__What is needed__.
Please extract every line of the material below word for word, leaving the pictures out.

__Dataset__.
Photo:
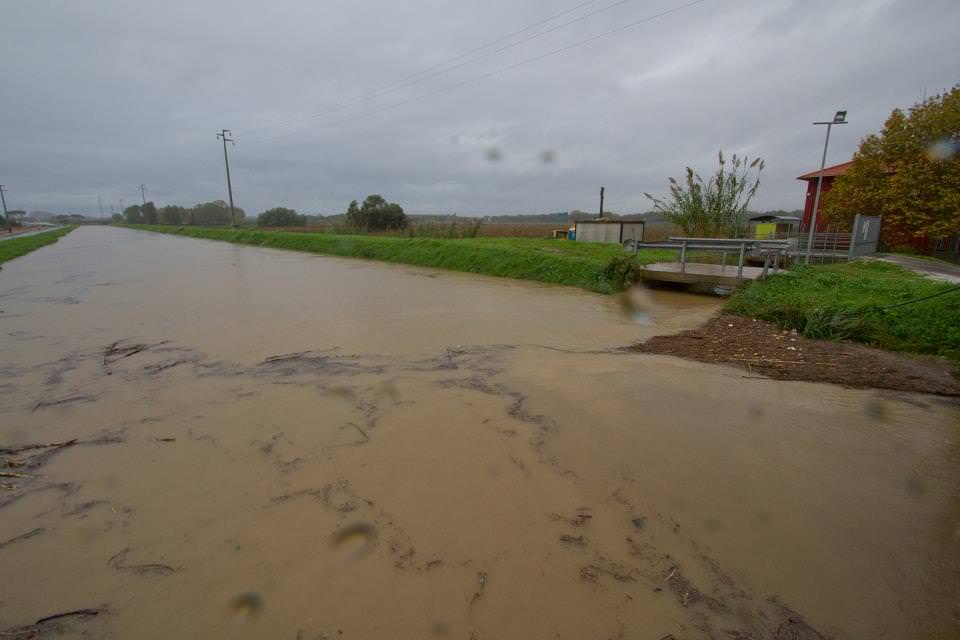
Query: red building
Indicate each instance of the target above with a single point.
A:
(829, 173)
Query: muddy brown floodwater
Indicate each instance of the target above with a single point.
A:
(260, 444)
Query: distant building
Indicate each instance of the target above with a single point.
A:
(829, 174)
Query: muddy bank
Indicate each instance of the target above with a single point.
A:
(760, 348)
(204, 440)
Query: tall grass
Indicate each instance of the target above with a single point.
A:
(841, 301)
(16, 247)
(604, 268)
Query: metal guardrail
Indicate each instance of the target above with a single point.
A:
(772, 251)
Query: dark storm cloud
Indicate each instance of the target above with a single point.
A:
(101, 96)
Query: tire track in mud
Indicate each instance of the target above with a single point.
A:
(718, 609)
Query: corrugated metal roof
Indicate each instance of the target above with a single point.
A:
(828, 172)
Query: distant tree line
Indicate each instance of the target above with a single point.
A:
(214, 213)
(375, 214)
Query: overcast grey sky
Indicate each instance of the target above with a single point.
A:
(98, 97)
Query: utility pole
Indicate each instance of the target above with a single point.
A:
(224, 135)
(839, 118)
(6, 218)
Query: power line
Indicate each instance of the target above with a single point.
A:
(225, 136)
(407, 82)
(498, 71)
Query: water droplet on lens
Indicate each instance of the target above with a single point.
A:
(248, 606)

__Full output__.
Photo:
Query: red building
Indicate each instance of the target above with a single point.
A:
(829, 173)
Query: muddy brown floodwater
Indicate each instance of the target above with a single point.
A:
(260, 444)
Query: distant building
Indicate each instance of the target above with a single point.
A:
(829, 174)
Query: muddy bank
Indicate each instance of the target above with a single point.
A:
(760, 348)
(204, 440)
Query: tall grass
Indicate each instance of the target above with a single point.
A:
(841, 301)
(16, 247)
(604, 268)
Query: metal guardrail
Indicate each instance of the target above with a single point.
A:
(772, 251)
Query: dark storm cloud
Indicate each instance of the target above with a single point.
A:
(101, 96)
Query: tire track in mud
Indicate each instance of the target above with a single point.
A:
(718, 609)
Query: corrugated metal roof
Indicate each instance of the target above with a single point.
A:
(828, 172)
Query: distant tree line
Indicate each instance of the target above with a single point.
A:
(214, 213)
(375, 214)
Query: overcast grey sky
Indicate each instance of the target above with a single point.
A:
(98, 97)
Query: utility pole
Indicate each instance of the target above with a single point.
A:
(224, 135)
(839, 118)
(6, 218)
Query: power line
Indicate each instance of the target above with a single point.
A:
(225, 136)
(407, 82)
(498, 71)
Query: water droplet on lens
Indicate each instance of the target above with a single point.
A:
(248, 606)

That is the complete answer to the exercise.